==== Quoted text
So you only have particulate filters? They would only remove iron in suspension not soluble iron. If you are getting sediment why isn't the well screen keeping it out?
caribou is certainly correct that putting the filters in parallel would increase the time before they would have to be cleaned or replaced. That WAS a good idea caribou.


----------



## hashbrown (Sep 2, 2013)

I had the same problem over the summer, our water started getting really rusty looking. I checked things out and my pump was running way to much so I aired up the pressure tank and tried to get by until I had the time to repair it. A week or so later the pump was cycling again an I had the time to install a new pressure tank. After that repair the water was perfectly clear. When I pulled the water logged tank out the water that drained out of it was horribly rusty looking. I know that old tank was contaminating our system with rust.


----------



## Caribou (Aug 18, 2012)

smaj100 said:


> caribou never thought of putting the filters in parallel.


Different filters must be in series but if you need increased flow or extended maintenance cycles then larger filters, and/or identical filters in parallel, in that position could help.
========
==== Working data
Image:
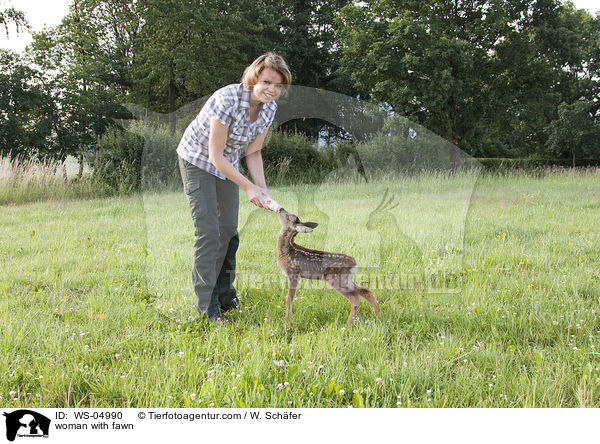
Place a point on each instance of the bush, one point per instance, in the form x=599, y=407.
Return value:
x=142, y=157
x=501, y=164
x=117, y=160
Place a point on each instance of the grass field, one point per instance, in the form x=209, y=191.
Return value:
x=96, y=304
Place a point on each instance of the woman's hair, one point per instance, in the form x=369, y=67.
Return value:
x=267, y=60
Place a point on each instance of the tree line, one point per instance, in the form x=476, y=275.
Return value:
x=499, y=78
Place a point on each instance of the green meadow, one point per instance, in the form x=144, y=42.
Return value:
x=488, y=286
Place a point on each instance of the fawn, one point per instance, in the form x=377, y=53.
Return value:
x=336, y=269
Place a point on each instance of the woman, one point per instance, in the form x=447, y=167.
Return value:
x=235, y=117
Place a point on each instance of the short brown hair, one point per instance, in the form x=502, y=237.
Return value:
x=267, y=60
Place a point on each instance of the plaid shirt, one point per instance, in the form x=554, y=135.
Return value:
x=231, y=106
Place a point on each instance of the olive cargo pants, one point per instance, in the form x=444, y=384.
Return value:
x=214, y=205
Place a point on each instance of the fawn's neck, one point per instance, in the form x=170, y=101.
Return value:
x=285, y=241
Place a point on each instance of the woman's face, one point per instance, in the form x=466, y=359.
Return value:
x=268, y=86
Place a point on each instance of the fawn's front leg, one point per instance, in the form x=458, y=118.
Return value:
x=292, y=287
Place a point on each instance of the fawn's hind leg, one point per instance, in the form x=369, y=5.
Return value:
x=343, y=284
x=292, y=288
x=366, y=293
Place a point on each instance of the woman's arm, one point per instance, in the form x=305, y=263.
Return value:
x=254, y=161
x=216, y=147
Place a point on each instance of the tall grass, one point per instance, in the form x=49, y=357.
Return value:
x=31, y=180
x=101, y=314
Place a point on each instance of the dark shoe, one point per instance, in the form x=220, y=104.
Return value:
x=235, y=303
x=220, y=320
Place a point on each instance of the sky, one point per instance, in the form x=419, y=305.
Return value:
x=42, y=13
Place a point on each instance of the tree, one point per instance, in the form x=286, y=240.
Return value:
x=189, y=48
x=14, y=16
x=26, y=110
x=473, y=71
x=576, y=132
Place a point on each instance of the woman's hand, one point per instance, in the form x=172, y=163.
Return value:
x=255, y=195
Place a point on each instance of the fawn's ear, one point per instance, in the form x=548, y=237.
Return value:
x=306, y=227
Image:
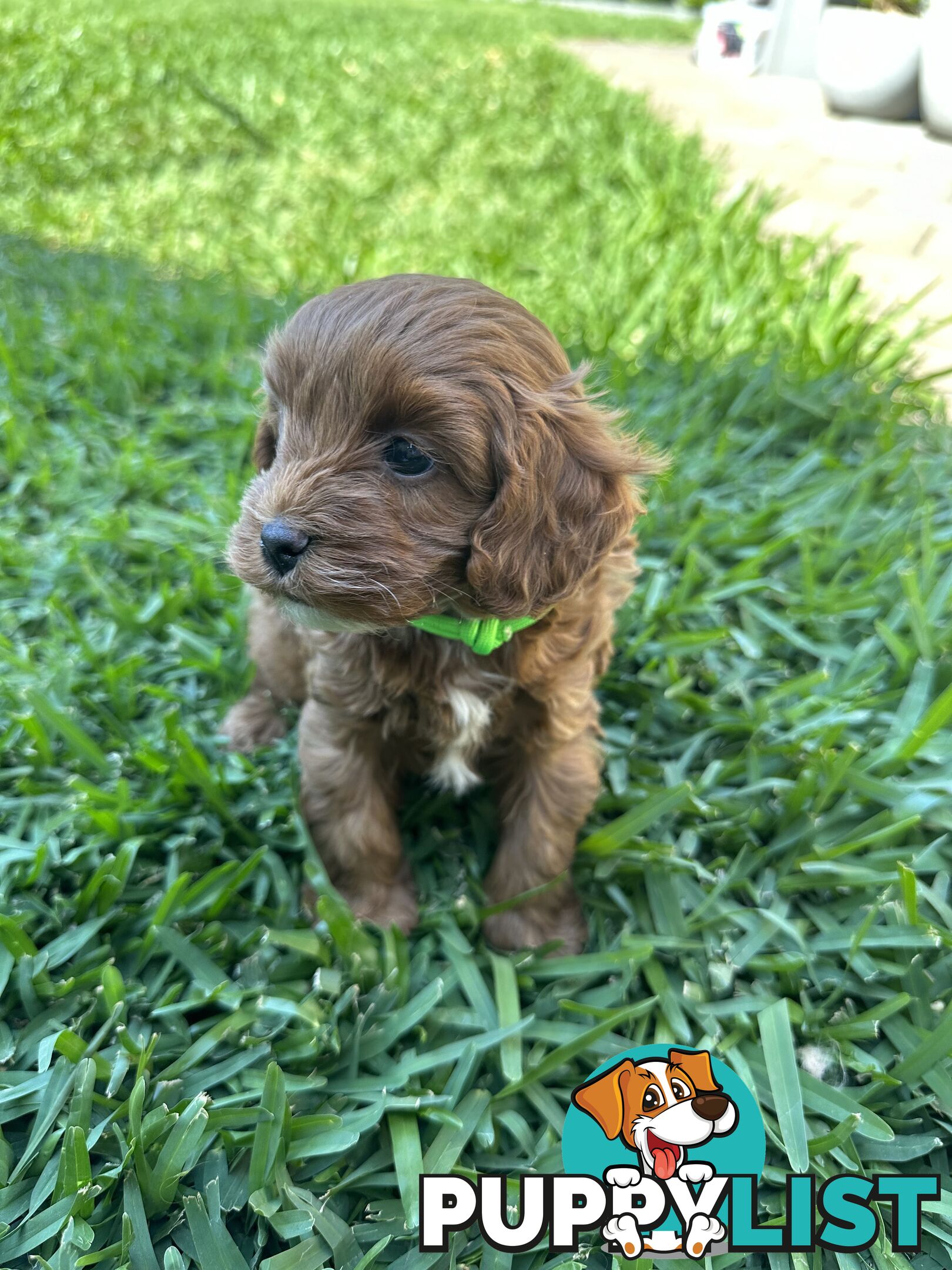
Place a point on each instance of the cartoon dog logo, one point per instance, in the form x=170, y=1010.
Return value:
x=659, y=1109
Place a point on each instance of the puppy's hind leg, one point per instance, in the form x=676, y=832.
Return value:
x=274, y=646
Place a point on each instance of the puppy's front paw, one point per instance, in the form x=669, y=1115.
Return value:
x=536, y=924
x=384, y=906
x=254, y=721
x=625, y=1232
x=702, y=1232
x=696, y=1171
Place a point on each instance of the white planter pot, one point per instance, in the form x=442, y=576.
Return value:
x=869, y=62
x=936, y=68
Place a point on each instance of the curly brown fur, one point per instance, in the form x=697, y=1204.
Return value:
x=527, y=511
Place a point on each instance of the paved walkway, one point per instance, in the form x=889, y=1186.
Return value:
x=884, y=187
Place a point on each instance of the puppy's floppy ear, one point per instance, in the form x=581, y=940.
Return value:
x=266, y=442
x=697, y=1067
x=564, y=499
x=604, y=1098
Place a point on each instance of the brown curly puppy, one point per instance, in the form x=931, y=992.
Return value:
x=425, y=449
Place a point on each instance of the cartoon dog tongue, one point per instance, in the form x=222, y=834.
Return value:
x=664, y=1156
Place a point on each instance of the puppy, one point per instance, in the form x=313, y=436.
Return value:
x=425, y=451
x=659, y=1109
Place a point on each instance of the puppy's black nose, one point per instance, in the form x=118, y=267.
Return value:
x=710, y=1107
x=282, y=545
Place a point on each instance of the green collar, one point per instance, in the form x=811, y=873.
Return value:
x=481, y=634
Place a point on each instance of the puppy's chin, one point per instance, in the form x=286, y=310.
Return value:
x=318, y=620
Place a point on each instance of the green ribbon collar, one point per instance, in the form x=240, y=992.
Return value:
x=482, y=636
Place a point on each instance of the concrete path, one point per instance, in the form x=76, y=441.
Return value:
x=885, y=188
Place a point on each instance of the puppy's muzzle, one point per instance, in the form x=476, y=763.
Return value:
x=710, y=1107
x=282, y=545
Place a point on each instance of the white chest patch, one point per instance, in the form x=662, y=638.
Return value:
x=471, y=718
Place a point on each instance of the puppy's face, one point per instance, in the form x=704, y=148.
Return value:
x=661, y=1109
x=423, y=449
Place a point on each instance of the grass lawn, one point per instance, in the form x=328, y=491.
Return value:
x=191, y=1075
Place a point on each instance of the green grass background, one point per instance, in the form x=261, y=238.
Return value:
x=191, y=1075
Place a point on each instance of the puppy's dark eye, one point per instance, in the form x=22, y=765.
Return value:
x=405, y=457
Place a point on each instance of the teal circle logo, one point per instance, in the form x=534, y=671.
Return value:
x=656, y=1118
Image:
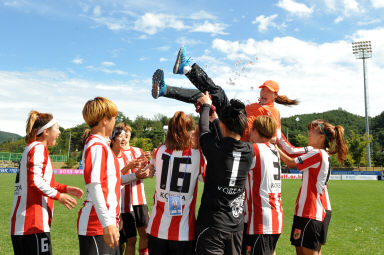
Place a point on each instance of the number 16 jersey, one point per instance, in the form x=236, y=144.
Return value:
x=177, y=173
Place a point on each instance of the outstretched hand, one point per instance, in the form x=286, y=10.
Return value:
x=205, y=98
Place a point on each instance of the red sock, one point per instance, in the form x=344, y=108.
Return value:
x=143, y=251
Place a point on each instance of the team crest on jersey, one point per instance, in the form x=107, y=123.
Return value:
x=237, y=206
x=296, y=233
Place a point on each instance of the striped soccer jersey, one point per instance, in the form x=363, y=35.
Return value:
x=263, y=192
x=125, y=201
x=313, y=197
x=102, y=181
x=35, y=192
x=176, y=170
x=137, y=187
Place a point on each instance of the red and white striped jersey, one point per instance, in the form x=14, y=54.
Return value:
x=125, y=201
x=175, y=171
x=263, y=192
x=137, y=187
x=313, y=194
x=35, y=192
x=101, y=207
x=326, y=202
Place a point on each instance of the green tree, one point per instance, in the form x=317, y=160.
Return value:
x=143, y=143
x=357, y=146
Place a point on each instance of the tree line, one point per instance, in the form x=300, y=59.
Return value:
x=149, y=133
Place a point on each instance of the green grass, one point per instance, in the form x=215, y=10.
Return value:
x=357, y=224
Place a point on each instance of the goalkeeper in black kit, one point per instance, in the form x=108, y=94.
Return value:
x=219, y=227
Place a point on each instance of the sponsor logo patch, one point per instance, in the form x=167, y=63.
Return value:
x=296, y=233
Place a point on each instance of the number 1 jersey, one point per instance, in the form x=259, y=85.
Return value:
x=176, y=173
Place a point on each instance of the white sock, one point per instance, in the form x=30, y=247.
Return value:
x=187, y=69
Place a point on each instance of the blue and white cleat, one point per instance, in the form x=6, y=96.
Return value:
x=158, y=84
x=181, y=61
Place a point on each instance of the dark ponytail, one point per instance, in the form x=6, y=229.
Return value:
x=234, y=117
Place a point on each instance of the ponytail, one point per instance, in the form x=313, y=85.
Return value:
x=35, y=121
x=334, y=138
x=284, y=100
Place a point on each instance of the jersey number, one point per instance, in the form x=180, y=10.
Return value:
x=277, y=165
x=176, y=174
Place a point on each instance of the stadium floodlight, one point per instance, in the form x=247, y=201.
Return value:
x=363, y=50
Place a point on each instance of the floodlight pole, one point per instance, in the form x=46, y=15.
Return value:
x=363, y=50
x=366, y=110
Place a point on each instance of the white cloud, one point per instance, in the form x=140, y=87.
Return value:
x=97, y=10
x=265, y=22
x=77, y=61
x=163, y=48
x=108, y=63
x=323, y=76
x=107, y=71
x=368, y=22
x=378, y=3
x=114, y=24
x=343, y=8
x=152, y=23
x=351, y=6
x=202, y=15
x=212, y=28
x=43, y=91
x=338, y=19
x=295, y=8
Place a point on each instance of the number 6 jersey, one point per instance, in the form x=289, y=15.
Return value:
x=263, y=192
x=177, y=173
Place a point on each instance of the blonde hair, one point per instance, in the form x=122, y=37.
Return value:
x=334, y=138
x=265, y=125
x=35, y=121
x=124, y=126
x=98, y=108
x=85, y=136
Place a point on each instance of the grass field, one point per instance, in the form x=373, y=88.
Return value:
x=357, y=225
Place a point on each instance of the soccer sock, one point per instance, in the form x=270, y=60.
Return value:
x=187, y=69
x=143, y=251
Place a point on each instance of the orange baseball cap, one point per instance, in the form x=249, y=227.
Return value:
x=271, y=85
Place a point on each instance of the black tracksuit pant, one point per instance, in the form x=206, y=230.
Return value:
x=203, y=83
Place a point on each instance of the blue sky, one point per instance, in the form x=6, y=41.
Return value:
x=55, y=55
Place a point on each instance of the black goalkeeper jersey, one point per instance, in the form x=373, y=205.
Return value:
x=228, y=163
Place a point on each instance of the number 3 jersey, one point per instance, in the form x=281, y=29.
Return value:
x=177, y=173
x=264, y=212
x=313, y=200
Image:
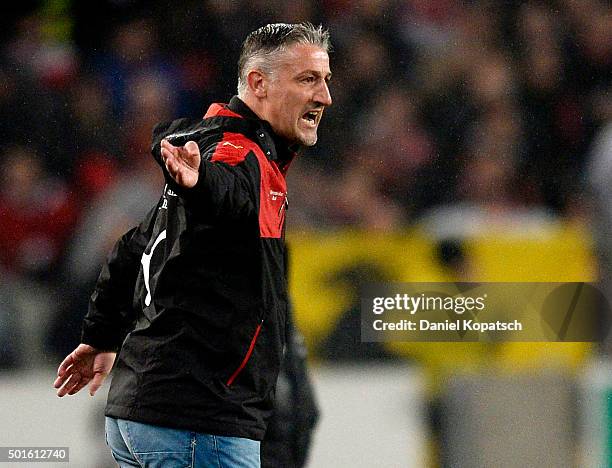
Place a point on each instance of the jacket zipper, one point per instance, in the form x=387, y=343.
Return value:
x=244, y=362
x=284, y=207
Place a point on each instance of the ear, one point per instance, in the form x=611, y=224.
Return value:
x=257, y=83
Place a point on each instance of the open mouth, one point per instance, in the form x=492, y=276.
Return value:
x=312, y=118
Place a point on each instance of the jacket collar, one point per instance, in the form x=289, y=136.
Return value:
x=274, y=147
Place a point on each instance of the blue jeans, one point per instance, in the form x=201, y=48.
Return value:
x=144, y=445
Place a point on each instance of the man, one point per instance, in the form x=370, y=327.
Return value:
x=195, y=297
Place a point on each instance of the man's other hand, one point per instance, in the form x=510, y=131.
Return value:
x=182, y=162
x=85, y=364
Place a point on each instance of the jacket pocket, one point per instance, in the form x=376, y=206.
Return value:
x=247, y=356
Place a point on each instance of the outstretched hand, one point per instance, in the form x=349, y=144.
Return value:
x=85, y=364
x=182, y=162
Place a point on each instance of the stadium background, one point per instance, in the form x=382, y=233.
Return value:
x=467, y=141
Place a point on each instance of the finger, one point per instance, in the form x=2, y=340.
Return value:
x=192, y=148
x=78, y=387
x=71, y=382
x=63, y=377
x=96, y=383
x=67, y=362
x=166, y=146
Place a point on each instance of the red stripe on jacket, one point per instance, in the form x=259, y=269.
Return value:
x=232, y=150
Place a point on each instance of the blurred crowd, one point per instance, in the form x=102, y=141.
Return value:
x=483, y=106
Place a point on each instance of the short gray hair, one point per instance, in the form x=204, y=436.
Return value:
x=261, y=47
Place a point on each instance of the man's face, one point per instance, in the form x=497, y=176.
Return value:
x=297, y=94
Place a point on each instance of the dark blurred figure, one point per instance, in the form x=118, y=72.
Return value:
x=288, y=438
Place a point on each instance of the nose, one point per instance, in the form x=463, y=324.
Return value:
x=323, y=95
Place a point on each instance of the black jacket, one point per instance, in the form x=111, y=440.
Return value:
x=195, y=296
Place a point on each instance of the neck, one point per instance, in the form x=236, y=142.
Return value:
x=255, y=105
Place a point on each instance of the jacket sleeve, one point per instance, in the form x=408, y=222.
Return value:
x=111, y=315
x=227, y=186
x=226, y=189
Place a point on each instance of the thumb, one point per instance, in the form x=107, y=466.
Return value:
x=192, y=148
x=96, y=382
========
Work instructions »
1. Copy the passage from the forum thread on rusty well water word for word, beginning at the words "## hashbrown (Sep" and stopping after the words "(Aug 18, 2012)".
2. Format the entries as a JSON list of strings, one string per line with blank lines left out, beginning at the line that has "Place a point on each instance of the green collar, one" and stopping after the line that has "x=318, y=620".

Answers to the problems »
1.
## hashbrown (Sep 2, 2013)

I had the same problem over the summer, our water started getting really rusty looking. I checked things out and my pump was running way to much so I aired up the pressure tank and tried to get by until I had the time to repair it. A week or so later the pump was cycling again an I had the time to install a new pressure tank. After that repair the water was perfectly clear. When I pulled the water logged tank out the water that drained out of it was horribly rusty looking. I know that old tank was contaminating our system with rust.


----------



## Caribou (Aug 18, 2012)

2.
[
  "Place a point on each instance of the green collar, one point per instance, in the form x=811, y=873.",
  "Return value:",
  "x=481, y=634",
  "Place a point on each instance of the puppy's chin, one point per instance, in the form x=286, y=310.",
  "Return value:",
  "x=318, y=620"
]